╭─ SOURCE
Lemanu Palepoi Sialegā Mauga (born January 3, 1960) is an American Samoan politician who is serving as the eighth governor of American Samoa since January 3, 2021. A member of the Democratic Party, Mauga served as a senator in the American Samoa Senate, where he became the chairman of both the Budget and Appropriations Committee and the Senate Homeland Security Committee.

Early life and education 
Mauga was born in Nu'uuli, American Samoa. After attending the American Samoa Community College, he earned a Bachelor of Arts degree from the University of Hawaiʻi at Mānoa. He received a master's degree in public administration from San Diego State University on July 30, 2012, a graduation ceremony held at the Governor H. Rex Lee Auditorium in American Samoa.

Career
Mauga served in the U.S. military for more than 20 years, including the Persian Gulf War, and Iraqi/Afghanistan War, before he retired with the rank of major. Following his retirement, Mauga became the director of Army Instructions and continued to work with American Samoa's JROTC.
╰─
╭─ SUPPLIED MATERIAL
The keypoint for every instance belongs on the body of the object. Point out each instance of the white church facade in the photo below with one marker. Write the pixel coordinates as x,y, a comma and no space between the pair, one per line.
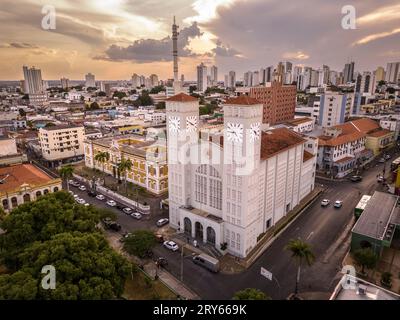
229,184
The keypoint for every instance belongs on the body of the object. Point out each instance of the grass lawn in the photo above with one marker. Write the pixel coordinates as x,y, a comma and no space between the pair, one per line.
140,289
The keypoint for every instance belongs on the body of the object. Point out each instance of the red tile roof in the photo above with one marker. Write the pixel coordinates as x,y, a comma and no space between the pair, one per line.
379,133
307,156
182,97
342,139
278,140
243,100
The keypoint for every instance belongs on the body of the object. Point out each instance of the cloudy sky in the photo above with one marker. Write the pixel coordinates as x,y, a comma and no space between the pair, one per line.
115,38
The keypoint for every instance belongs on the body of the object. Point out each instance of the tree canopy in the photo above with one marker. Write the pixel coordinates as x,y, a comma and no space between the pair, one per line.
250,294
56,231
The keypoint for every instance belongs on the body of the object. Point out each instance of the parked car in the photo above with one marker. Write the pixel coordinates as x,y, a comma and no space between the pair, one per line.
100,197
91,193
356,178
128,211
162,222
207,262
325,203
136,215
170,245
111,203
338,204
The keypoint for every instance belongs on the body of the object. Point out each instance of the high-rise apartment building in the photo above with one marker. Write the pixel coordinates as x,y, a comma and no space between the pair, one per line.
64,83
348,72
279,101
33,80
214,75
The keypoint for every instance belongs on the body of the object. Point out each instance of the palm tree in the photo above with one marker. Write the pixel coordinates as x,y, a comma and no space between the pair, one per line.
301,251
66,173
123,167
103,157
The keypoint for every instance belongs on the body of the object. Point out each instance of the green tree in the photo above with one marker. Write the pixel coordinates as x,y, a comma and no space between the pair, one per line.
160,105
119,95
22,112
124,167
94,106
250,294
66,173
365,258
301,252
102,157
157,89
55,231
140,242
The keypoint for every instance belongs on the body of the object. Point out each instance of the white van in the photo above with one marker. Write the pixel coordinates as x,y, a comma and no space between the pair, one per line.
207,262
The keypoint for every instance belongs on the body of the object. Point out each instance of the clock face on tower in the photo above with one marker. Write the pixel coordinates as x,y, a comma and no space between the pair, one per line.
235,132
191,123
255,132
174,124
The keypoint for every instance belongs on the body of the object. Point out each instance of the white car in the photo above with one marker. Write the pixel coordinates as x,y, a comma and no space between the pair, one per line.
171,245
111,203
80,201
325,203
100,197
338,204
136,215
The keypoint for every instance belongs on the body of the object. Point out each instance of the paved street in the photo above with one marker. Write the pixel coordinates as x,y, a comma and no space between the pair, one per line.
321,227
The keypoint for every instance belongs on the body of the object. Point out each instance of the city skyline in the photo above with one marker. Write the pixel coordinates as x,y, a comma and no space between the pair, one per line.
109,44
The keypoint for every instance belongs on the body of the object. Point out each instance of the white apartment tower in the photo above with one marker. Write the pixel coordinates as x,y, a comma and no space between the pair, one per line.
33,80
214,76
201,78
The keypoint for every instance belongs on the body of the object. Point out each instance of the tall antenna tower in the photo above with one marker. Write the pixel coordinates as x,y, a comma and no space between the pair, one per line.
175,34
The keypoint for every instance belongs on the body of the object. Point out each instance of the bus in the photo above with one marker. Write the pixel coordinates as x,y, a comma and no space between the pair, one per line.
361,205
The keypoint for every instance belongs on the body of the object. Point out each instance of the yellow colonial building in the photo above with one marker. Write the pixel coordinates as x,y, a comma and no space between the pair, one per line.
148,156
╰─
▸ **SET EXERCISE**:
Write out the stretch of the Mauga profile that opens with "Early life and" and closes with "American Samoa's JROTC.", changing "major" to "lieutenant colonel". The data has no connection to the Mauga profile.

▸ **SOLVED EXERCISE**:
Early life and education 
Mauga was born in Nu'uuli, American Samoa. After attending the American Samoa Community College, he earned a Bachelor of Arts degree from the University of Hawaiʻi at Mānoa. He received a master's degree in public administration from San Diego State University on July 30, 2012, a graduation ceremony held at the Governor H. Rex Lee Auditorium in American Samoa.

Career
Mauga served in the U.S. military for more than 20 years, including the Persian Gulf War, and Iraqi/Afghanistan War, before he retired with the rank of lieutenant colonel. Following his retirement, Mauga became the director of Army Instructions and continued to work with American Samoa's JROTC.